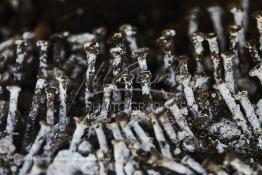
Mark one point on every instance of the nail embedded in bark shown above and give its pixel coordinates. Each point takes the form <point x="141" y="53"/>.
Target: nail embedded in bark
<point x="50" y="112"/>
<point x="212" y="43"/>
<point x="81" y="126"/>
<point x="121" y="154"/>
<point x="184" y="79"/>
<point x="245" y="5"/>
<point x="12" y="111"/>
<point x="167" y="125"/>
<point x="183" y="68"/>
<point x="108" y="88"/>
<point x="114" y="127"/>
<point x="102" y="162"/>
<point x="141" y="54"/>
<point x="146" y="141"/>
<point x="234" y="108"/>
<point x="145" y="75"/>
<point x="146" y="89"/>
<point x="91" y="50"/>
<point x="43" y="48"/>
<point x="163" y="144"/>
<point x="130" y="34"/>
<point x="166" y="43"/>
<point x="193" y="21"/>
<point x="197" y="40"/>
<point x="103" y="145"/>
<point x="117" y="54"/>
<point x="218" y="68"/>
<point x="242" y="96"/>
<point x="20" y="52"/>
<point x="3" y="113"/>
<point x="216" y="13"/>
<point x="256" y="71"/>
<point x="62" y="80"/>
<point x="252" y="49"/>
<point x="40" y="138"/>
<point x="100" y="34"/>
<point x="187" y="160"/>
<point x="40" y="85"/>
<point x="238" y="18"/>
<point x="228" y="59"/>
<point x="258" y="16"/>
<point x="127" y="130"/>
<point x="128" y="79"/>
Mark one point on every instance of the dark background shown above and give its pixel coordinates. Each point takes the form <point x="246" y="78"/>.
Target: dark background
<point x="84" y="15"/>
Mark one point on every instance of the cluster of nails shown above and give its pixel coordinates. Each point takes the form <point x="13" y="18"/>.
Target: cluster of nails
<point x="153" y="141"/>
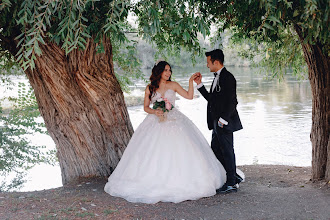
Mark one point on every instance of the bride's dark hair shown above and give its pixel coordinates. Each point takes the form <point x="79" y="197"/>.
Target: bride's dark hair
<point x="156" y="75"/>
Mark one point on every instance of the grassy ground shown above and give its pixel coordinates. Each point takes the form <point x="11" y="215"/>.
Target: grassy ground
<point x="270" y="192"/>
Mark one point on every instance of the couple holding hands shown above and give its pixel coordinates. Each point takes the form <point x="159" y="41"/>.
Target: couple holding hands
<point x="171" y="161"/>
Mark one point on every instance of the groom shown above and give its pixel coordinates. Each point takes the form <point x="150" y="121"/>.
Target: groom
<point x="222" y="116"/>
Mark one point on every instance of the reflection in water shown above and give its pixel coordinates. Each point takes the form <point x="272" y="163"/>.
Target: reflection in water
<point x="276" y="118"/>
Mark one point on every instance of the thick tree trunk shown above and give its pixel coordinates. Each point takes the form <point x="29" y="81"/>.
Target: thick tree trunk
<point x="83" y="108"/>
<point x="319" y="77"/>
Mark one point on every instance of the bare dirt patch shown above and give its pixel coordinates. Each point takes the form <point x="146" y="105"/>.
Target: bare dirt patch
<point x="269" y="192"/>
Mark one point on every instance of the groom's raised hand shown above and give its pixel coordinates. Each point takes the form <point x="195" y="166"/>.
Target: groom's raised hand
<point x="198" y="78"/>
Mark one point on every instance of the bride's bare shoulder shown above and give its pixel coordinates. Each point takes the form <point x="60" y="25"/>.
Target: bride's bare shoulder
<point x="147" y="91"/>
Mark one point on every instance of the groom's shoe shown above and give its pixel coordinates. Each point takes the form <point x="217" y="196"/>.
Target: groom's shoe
<point x="227" y="189"/>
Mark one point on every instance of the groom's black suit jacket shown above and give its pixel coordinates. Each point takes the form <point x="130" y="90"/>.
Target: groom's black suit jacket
<point x="222" y="102"/>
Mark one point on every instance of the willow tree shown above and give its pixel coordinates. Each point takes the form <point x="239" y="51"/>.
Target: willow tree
<point x="65" y="48"/>
<point x="288" y="30"/>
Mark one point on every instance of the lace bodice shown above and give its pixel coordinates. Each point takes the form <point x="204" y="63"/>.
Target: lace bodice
<point x="169" y="94"/>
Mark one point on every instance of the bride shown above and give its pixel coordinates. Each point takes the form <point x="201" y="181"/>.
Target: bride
<point x="167" y="161"/>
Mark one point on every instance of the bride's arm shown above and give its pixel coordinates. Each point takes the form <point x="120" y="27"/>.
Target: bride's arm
<point x="184" y="93"/>
<point x="147" y="104"/>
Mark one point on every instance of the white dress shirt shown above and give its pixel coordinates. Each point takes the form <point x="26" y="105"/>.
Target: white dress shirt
<point x="215" y="81"/>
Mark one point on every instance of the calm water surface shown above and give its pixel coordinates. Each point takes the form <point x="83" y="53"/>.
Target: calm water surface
<point x="276" y="117"/>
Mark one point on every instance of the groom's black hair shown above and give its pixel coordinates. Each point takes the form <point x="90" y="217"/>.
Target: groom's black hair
<point x="216" y="54"/>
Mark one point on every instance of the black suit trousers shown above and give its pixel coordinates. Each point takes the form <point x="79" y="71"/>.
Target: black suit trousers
<point x="222" y="145"/>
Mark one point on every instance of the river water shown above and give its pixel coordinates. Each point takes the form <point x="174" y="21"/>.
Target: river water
<point x="276" y="117"/>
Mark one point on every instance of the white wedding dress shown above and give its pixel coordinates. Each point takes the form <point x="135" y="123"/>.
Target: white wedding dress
<point x="167" y="161"/>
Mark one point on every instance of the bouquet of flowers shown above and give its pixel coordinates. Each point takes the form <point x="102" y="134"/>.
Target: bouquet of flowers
<point x="164" y="105"/>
--------
WHAT THE EXERCISE ASKS:
Write out all of the records above again without the pictures, substituting "image coordinates" for every occurrence of "pixel coordinates" and changing nothing else.

RESPONSE BELOW:
Mark one point on every instance of the nail embedded in bark shown above and give its image coordinates. Each point takes the form <point x="141" y="53"/>.
Target: nail embedded in bark
<point x="50" y="112"/>
<point x="212" y="43"/>
<point x="81" y="126"/>
<point x="121" y="154"/>
<point x="184" y="79"/>
<point x="245" y="5"/>
<point x="12" y="111"/>
<point x="167" y="125"/>
<point x="183" y="68"/>
<point x="108" y="88"/>
<point x="114" y="127"/>
<point x="102" y="162"/>
<point x="141" y="54"/>
<point x="146" y="141"/>
<point x="234" y="108"/>
<point x="145" y="75"/>
<point x="146" y="89"/>
<point x="91" y="50"/>
<point x="43" y="48"/>
<point x="163" y="144"/>
<point x="130" y="34"/>
<point x="166" y="43"/>
<point x="193" y="21"/>
<point x="197" y="40"/>
<point x="103" y="145"/>
<point x="117" y="54"/>
<point x="218" y="68"/>
<point x="242" y="96"/>
<point x="20" y="52"/>
<point x="3" y="113"/>
<point x="216" y="13"/>
<point x="256" y="71"/>
<point x="62" y="80"/>
<point x="252" y="49"/>
<point x="40" y="138"/>
<point x="100" y="34"/>
<point x="187" y="160"/>
<point x="40" y="85"/>
<point x="238" y="18"/>
<point x="228" y="59"/>
<point x="258" y="16"/>
<point x="127" y="130"/>
<point x="128" y="79"/>
Mark one point on every instance of the dark background shown above and give its image coordinates. Each point takes the form <point x="246" y="78"/>.
Target: dark background
<point x="84" y="15"/>
Mark one point on every instance of the cluster of nails shown above and give its image coordinates. Each point takes the form <point x="13" y="18"/>.
Target: cluster of nails
<point x="153" y="141"/>
Mark one point on every instance of the bride's dark hair shown above and give its image coordinates. Each point takes the form <point x="79" y="197"/>.
Target: bride's dark hair
<point x="156" y="75"/>
Mark one point on every instance of the grassy ground shown above and give its image coordinates. Each point takes the form <point x="11" y="215"/>.
Target: grassy ground
<point x="270" y="192"/>
Mark one point on every instance of the couple holding hands shown above and give its image coordinates. Each point takes the form <point x="159" y="41"/>.
Target: couple holding hands
<point x="171" y="161"/>
Mark one point on every instance of the groom shown above and give its image coordinates. Each point takes the form <point x="150" y="121"/>.
Target: groom
<point x="222" y="116"/>
Mark one point on every instance of the reflection in water shown above and give its image coordinates. Each point takes the form <point x="272" y="163"/>.
Target: reflection in water
<point x="276" y="118"/>
Mark one point on every instance of the thick tree trunk shown above and give its image coordinates. Each point takes the form <point x="29" y="81"/>.
Target: thick tree trunk
<point x="83" y="108"/>
<point x="319" y="77"/>
Mark one point on every instance of the bare dirt patch shown above and give its image coordinates. Each point takes the form <point x="146" y="105"/>.
Target: bare dirt patch
<point x="269" y="192"/>
Mark one point on every instance of the groom's raised hand shown above and give its image coordinates. Each point takes the form <point x="195" y="166"/>.
Target: groom's raised hand
<point x="198" y="78"/>
Mark one point on every instance of the bride's bare shoulder shown above and give its image coordinates. Each point takes the form <point x="60" y="25"/>.
Target: bride's bare shoulder
<point x="147" y="91"/>
Mark one point on every instance of the groom's shoe shown above and give its image coordinates. Each point takes the form <point x="217" y="196"/>.
Target: groom's shoe
<point x="227" y="189"/>
Mark one point on every instance of the groom's black suit jacket shown above and give its image coordinates. Each point takes the form <point x="130" y="90"/>.
Target: groom's black suit jacket
<point x="222" y="102"/>
Mark one point on every instance of the willow tree shown above and give its image coordinates. Each point takes the form <point x="239" y="51"/>.
Target: willow tree
<point x="65" y="48"/>
<point x="288" y="30"/>
Mark one point on every instance of the lace bodice shown above and give its image coordinates. Each point takes the form <point x="204" y="63"/>.
Target: lace bodice
<point x="169" y="94"/>
Mark one point on every instance of the bride shown above and give its image coordinates. Each point takes the form <point x="201" y="181"/>.
Target: bride
<point x="167" y="161"/>
Mark one point on every instance of the bride's arm shown above and give its image coordinates. Each point takes the form <point x="120" y="27"/>.
Target: bride's arm
<point x="184" y="93"/>
<point x="147" y="104"/>
Mark one point on every instance of the white dress shirt shown above and give its image coordinates. Each point takes the form <point x="26" y="105"/>.
Target: white dress shirt
<point x="215" y="81"/>
Mark one point on every instance of the calm water surface shown above and give its image coordinates. Each point takes the form <point x="83" y="53"/>.
Target: calm water surface
<point x="276" y="117"/>
Mark one point on every instance of the groom's black hair shown above and give its image coordinates. Each point takes the form <point x="90" y="217"/>.
Target: groom's black hair
<point x="216" y="54"/>
Mark one point on every instance of the black suit trousers shown above and give its image coordinates. Each point takes the form <point x="79" y="71"/>.
Target: black suit trousers
<point x="222" y="145"/>
Mark one point on every instance of the river water shown above and give its image coordinates. Each point takes the form <point x="174" y="21"/>.
Target: river water
<point x="276" y="117"/>
Mark one point on every instance of the white wedding dress shown above and give its image coordinates. Each point takes the form <point x="135" y="123"/>.
Target: white wedding dress
<point x="167" y="161"/>
Mark one point on every instance of the bouquet of flowers shown above and give its image coordinates. Each point takes the form <point x="102" y="134"/>.
Target: bouquet of flowers
<point x="164" y="105"/>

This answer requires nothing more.